--- Given instruction ---
Return the lines of the material below exactly as they appear, everything from the line containing "sidewalk is in the scene." down to the line containing "0;111;200;156", with both of those lines included.

A block of data:
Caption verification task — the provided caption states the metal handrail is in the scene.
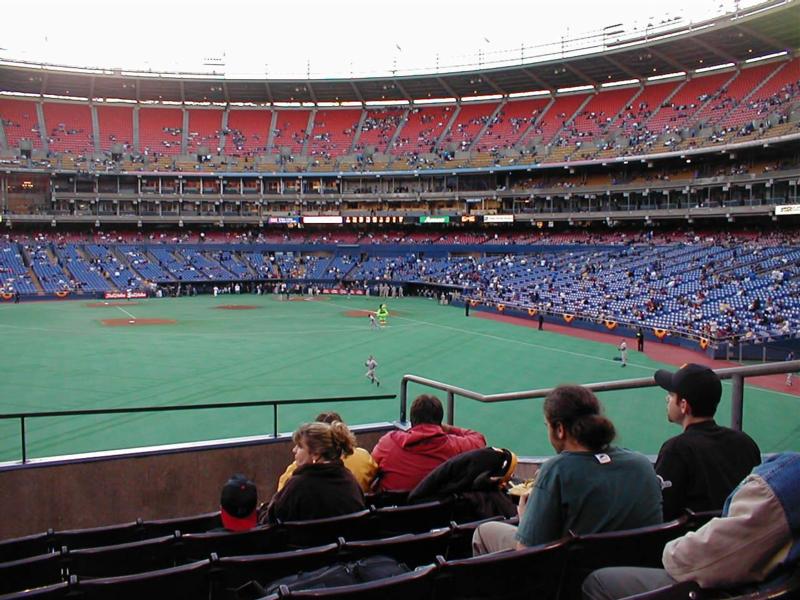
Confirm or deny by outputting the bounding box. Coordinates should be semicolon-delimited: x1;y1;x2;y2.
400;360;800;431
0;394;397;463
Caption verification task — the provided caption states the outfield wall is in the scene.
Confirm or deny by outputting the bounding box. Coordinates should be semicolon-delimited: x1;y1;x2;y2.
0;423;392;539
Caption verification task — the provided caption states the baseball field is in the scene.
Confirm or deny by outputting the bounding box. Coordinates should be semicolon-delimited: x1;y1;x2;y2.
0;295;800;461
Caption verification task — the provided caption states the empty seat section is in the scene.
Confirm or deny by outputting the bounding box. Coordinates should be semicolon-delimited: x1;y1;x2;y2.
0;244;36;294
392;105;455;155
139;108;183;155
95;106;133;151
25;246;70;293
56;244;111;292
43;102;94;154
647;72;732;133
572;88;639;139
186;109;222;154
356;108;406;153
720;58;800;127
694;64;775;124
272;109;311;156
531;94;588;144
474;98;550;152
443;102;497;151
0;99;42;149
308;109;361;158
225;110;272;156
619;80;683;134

--

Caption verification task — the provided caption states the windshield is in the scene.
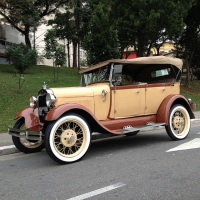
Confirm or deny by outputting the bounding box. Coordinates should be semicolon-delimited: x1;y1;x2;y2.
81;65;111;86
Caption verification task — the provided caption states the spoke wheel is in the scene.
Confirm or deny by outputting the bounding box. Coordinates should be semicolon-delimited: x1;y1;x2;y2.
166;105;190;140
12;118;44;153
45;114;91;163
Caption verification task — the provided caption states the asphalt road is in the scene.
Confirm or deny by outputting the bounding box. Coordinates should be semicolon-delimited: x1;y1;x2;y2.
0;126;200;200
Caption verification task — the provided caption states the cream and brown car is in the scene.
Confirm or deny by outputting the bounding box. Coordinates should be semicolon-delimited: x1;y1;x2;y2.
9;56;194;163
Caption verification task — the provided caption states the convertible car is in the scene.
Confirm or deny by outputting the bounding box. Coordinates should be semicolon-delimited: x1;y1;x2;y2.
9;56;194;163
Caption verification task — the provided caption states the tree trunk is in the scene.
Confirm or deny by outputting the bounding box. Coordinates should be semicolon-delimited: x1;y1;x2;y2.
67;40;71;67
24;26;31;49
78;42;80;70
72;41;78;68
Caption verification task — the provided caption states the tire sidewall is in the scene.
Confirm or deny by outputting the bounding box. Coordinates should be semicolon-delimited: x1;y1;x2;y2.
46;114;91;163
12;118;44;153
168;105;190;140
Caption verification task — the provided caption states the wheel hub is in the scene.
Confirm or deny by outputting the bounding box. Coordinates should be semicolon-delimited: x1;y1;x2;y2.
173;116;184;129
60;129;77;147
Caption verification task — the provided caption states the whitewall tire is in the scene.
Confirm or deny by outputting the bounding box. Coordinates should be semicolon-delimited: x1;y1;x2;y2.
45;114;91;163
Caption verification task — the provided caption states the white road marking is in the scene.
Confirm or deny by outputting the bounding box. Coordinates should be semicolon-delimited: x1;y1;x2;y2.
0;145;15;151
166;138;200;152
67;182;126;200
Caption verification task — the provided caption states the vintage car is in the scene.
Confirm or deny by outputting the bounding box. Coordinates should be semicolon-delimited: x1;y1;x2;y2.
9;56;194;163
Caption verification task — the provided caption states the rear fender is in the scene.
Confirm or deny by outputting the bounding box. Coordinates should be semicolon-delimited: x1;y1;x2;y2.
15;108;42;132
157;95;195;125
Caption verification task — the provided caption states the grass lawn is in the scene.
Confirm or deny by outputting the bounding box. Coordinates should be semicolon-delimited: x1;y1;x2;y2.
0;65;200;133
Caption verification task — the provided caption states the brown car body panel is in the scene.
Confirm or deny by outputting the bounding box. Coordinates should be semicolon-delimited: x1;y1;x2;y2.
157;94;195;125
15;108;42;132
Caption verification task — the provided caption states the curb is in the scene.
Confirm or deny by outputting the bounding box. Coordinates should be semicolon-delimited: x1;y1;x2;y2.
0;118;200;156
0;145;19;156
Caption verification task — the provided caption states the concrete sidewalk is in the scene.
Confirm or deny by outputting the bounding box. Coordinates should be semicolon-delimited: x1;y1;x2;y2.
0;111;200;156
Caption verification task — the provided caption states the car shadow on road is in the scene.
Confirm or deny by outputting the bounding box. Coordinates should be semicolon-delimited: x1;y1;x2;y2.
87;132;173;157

--- Exercise solution ---
Caption verification task — the provided caption states the concrete sidewalk is in the scene.
Confirm or deny by outputting the bounding box. Coordinates should be semicolon-delimited: x1;y1;x2;y2.
0;111;200;156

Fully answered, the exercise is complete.